**What this task involves:**
Extract each line of the records below that contains the string "trim".

##############################

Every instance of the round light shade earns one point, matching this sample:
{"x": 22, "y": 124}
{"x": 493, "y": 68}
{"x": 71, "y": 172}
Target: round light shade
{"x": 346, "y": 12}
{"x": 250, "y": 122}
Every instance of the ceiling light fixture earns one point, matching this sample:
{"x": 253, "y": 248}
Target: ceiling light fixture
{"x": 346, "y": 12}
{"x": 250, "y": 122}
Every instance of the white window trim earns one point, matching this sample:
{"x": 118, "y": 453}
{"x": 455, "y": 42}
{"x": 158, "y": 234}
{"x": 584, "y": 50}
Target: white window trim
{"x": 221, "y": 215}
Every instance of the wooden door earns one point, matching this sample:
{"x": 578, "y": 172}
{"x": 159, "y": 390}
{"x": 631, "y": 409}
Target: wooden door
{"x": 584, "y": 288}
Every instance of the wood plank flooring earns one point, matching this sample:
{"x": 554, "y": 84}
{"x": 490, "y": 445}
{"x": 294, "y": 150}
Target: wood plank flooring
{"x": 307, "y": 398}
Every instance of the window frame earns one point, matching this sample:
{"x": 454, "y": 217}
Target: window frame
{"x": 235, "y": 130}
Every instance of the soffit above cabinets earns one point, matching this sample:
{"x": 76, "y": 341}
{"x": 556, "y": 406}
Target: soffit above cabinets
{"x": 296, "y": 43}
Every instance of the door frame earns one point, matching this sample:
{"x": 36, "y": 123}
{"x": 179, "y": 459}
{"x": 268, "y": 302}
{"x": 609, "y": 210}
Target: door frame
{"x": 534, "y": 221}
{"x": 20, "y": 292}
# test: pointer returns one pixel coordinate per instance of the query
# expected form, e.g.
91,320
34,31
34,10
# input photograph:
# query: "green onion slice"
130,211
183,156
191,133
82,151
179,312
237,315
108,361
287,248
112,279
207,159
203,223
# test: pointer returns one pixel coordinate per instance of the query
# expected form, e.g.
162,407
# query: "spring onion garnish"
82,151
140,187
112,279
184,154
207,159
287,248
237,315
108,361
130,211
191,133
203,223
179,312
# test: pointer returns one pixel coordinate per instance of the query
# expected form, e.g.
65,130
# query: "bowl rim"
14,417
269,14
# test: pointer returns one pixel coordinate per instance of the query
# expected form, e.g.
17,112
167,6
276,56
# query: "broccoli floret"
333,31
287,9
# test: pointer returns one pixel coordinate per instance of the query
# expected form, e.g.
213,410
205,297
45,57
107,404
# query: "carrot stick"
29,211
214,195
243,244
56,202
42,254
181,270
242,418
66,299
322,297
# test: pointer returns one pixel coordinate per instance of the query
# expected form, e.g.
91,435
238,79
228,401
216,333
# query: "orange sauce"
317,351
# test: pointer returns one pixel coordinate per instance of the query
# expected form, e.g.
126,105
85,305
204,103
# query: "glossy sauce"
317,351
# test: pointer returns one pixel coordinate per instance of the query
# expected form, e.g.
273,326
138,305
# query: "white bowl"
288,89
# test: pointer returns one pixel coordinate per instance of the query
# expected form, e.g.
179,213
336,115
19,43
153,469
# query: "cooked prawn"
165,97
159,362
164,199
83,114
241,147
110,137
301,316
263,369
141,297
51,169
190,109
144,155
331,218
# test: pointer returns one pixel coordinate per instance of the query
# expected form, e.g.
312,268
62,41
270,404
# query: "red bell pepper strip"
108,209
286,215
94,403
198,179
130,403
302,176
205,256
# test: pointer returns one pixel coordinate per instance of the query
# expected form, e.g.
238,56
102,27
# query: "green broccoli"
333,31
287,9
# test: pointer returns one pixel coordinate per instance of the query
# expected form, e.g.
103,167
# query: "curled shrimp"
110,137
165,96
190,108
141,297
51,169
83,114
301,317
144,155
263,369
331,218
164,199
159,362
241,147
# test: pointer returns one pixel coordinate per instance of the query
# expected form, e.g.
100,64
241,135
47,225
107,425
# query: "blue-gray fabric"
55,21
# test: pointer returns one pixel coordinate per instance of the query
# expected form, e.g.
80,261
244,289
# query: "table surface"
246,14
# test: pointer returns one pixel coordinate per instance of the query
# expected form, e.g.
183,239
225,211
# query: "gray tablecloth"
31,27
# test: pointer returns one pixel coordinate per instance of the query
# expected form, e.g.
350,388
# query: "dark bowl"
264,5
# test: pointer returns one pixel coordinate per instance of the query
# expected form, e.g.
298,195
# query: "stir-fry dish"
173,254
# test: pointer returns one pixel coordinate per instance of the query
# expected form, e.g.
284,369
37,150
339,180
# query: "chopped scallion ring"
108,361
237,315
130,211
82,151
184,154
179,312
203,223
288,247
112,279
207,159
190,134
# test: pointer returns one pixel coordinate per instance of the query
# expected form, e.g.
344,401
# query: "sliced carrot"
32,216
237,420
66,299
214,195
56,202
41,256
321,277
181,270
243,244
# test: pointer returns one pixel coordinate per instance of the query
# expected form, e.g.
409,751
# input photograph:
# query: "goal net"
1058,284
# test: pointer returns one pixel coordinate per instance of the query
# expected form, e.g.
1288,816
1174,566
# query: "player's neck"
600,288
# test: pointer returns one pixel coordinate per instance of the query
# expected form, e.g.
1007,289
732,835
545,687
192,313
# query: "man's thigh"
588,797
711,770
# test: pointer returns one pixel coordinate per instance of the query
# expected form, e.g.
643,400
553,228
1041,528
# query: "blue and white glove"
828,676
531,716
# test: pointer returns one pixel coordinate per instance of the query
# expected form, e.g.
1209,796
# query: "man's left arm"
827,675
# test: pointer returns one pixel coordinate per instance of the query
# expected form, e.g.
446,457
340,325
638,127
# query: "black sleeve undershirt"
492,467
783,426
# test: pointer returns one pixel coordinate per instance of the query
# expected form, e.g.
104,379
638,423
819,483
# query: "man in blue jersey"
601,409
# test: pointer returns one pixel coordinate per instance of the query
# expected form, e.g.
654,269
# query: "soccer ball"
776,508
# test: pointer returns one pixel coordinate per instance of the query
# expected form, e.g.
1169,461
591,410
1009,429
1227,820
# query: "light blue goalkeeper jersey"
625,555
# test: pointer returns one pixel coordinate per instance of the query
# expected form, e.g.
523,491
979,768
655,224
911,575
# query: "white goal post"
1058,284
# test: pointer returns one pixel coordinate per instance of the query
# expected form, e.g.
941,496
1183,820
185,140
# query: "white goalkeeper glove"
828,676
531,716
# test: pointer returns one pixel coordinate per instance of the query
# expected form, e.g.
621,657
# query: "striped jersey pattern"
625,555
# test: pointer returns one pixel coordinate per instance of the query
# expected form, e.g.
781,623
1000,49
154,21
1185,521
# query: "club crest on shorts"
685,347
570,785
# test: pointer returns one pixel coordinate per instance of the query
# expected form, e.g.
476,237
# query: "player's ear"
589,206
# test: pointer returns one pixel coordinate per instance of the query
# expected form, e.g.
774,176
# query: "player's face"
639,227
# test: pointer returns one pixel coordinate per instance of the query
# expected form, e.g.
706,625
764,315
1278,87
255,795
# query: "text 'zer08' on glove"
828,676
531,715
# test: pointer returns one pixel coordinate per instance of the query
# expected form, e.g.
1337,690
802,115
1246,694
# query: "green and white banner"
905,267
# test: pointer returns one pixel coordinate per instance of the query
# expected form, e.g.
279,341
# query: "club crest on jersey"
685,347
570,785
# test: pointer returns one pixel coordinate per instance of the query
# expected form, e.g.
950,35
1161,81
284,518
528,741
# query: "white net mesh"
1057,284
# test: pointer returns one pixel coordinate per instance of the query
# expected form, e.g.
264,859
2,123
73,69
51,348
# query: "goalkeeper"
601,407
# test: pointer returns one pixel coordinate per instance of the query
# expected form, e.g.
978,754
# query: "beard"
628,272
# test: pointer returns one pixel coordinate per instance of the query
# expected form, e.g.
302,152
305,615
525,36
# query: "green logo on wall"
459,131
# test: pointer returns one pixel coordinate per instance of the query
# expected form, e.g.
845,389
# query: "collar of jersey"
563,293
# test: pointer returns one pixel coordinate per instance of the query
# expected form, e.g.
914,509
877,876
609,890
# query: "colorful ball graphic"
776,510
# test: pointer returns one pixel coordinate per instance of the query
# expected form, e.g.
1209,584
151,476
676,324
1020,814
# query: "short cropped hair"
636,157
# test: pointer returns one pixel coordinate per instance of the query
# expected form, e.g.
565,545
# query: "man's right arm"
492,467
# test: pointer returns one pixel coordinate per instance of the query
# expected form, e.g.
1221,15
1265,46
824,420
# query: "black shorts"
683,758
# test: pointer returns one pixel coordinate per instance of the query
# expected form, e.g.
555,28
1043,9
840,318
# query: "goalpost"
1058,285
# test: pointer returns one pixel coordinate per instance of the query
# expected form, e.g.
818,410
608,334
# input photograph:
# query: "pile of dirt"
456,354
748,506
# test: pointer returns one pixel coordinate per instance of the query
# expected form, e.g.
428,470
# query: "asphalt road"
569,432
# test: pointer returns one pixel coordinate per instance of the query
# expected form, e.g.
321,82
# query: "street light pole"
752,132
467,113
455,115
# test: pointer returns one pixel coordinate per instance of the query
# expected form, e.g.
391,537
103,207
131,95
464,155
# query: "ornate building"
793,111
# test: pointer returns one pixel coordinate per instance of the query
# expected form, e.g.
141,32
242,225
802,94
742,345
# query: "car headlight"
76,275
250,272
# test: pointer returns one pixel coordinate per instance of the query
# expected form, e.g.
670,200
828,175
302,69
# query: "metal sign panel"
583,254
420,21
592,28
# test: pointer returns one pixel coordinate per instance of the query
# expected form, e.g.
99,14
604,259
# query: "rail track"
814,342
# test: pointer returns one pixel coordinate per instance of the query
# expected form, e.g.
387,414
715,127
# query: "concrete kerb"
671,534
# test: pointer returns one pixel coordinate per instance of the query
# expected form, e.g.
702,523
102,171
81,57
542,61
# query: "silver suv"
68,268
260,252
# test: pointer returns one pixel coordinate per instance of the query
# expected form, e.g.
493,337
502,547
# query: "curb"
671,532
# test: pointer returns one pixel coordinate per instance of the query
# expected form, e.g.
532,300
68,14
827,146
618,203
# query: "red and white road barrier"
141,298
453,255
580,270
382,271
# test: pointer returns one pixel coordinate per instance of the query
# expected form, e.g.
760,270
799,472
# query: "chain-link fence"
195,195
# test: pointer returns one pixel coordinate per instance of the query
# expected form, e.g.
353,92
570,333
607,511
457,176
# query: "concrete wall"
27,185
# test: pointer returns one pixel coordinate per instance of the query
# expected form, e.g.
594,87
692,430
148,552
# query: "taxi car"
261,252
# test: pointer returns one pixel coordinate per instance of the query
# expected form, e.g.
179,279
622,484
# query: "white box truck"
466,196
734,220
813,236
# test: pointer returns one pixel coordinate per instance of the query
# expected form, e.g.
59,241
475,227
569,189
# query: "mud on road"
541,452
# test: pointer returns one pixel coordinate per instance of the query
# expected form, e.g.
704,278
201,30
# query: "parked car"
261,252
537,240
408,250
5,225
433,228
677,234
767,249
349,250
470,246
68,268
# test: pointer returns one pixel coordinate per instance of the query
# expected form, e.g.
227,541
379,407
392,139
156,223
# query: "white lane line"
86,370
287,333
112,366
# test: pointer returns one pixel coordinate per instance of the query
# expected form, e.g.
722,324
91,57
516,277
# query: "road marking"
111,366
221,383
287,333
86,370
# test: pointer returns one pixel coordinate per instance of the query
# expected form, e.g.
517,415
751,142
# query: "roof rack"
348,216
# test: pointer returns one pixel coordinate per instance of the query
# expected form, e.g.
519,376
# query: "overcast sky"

##############################

**Response to this task:**
Every instance of the white window trim earns one point, matching this sample:
Target: white window trim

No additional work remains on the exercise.